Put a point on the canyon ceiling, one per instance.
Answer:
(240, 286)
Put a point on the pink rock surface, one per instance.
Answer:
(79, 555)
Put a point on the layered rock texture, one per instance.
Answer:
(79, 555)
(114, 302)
++++++++++
PROBLEM DETAILS:
After reading the entries, reproduce every one of them exactly.

WRITTEN ANSWER:
Put a point on the canyon ceiling, one per instance.
Answer:
(240, 286)
Put a point on the pink rock surface, one per instance.
Answer:
(79, 555)
Put a point on the layered rock texture, one per instance.
Answer:
(79, 555)
(114, 302)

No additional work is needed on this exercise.